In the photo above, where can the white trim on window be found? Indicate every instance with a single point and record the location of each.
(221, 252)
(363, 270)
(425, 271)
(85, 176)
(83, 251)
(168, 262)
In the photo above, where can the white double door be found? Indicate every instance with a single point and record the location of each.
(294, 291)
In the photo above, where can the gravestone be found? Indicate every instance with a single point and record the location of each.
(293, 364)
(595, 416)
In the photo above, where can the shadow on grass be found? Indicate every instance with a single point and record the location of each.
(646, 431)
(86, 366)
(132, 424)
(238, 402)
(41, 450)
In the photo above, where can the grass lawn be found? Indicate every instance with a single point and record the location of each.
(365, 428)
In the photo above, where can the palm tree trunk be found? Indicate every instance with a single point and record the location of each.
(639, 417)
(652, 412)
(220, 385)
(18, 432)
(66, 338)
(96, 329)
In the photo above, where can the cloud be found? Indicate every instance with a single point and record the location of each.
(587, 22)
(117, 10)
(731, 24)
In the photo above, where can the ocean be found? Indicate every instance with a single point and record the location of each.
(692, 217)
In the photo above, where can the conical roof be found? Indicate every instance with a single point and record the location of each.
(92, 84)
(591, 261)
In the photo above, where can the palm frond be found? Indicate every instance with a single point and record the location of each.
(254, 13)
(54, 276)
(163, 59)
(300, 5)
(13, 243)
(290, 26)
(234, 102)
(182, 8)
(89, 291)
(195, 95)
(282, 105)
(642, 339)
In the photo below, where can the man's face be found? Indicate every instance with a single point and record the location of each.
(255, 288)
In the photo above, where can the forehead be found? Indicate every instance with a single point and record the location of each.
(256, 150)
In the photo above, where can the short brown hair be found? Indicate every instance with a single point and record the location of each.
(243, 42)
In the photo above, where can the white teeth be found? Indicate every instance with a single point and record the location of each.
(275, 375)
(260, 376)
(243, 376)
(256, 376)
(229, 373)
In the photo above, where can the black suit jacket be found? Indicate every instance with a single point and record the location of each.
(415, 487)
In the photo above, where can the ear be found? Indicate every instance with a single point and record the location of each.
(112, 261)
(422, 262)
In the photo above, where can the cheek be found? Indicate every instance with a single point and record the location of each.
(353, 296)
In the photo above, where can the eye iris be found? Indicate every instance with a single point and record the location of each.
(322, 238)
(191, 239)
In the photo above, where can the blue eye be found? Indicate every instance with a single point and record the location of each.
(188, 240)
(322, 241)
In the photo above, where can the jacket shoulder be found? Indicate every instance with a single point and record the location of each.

▶ _Assignment_:
The records need to be reproduced in their entirety, word for word.

▶ _Task response_:
In the photo above, where can the white trim on window be found? Indicate every instance with a single point and record the location of each.
(221, 252)
(363, 270)
(425, 271)
(85, 176)
(83, 251)
(168, 262)
In the photo above, where can the white double door be found? Indicate every instance with a single point and record the location of each.
(294, 291)
In the photo above, where can the gravestone be found? Indicate every instance with a single point and record the location of each.
(293, 364)
(595, 416)
In the photo above, where can the shadow on grass be found? Indicate every instance with a single point and record the location of each.
(646, 431)
(86, 366)
(132, 424)
(238, 402)
(41, 450)
In the photo above, where can the grass lawn be found? Indicate every instance with a single point and record the location of each.
(365, 428)
In the photo above, where can the palm tree trunk be found? Indicate every instance with a single point and record the location of each.
(639, 417)
(652, 412)
(220, 385)
(18, 432)
(66, 338)
(96, 329)
In the photo above, where can the cloud be found? Indicate every instance with a single point and record the location of each.
(587, 22)
(117, 10)
(731, 24)
In the photo above, where can the ocean be found? Indicate every instance with a single point and record the location of each.
(692, 217)
In the photo above, where can the conical roof be found? Indicate every instance with a single point and record the location of each.
(92, 84)
(591, 261)
In the photo above, where can the palm frond be found? Indicate every instance with a single point and record the location of each.
(254, 13)
(54, 276)
(163, 59)
(300, 5)
(13, 243)
(290, 26)
(234, 102)
(182, 8)
(89, 291)
(195, 95)
(282, 105)
(642, 339)
In the photo below, where can the man's face be found? Indicate every instance with a single point and record the location of each.
(255, 288)
In the photo above, where can the forehead be found? Indicate every instance with a single point and record the location of each.
(256, 150)
In the photo above, where can the short brown hair be found? Indicate every instance with a single point and record the location of each.
(243, 42)
In the photo above, where can the white teeth be found? Indicate every instance with a single point and record the location of each.
(275, 375)
(260, 376)
(243, 376)
(256, 376)
(229, 373)
In the photo above, where can the black suit jacket be found? Indicate every instance with a single point and record the location of each.
(415, 487)
In the photo above, where can the ear be found? Indicate every instance with a single point and record the location of each.
(112, 261)
(422, 262)
In the photo above, where can the cheek be found? Indicate every instance with a single point and record the location of each.
(353, 296)
In the photo above, where can the eye iris be found? Indicate every instance with a single point and record the location of each.
(322, 238)
(191, 239)
In the photo above, where can the blue eye be found? Indicate every instance with a single point and record the location of each.
(188, 240)
(322, 241)
In the photo above, where can the jacket shoulder be found? Indicate every instance with a single point and record the location of each.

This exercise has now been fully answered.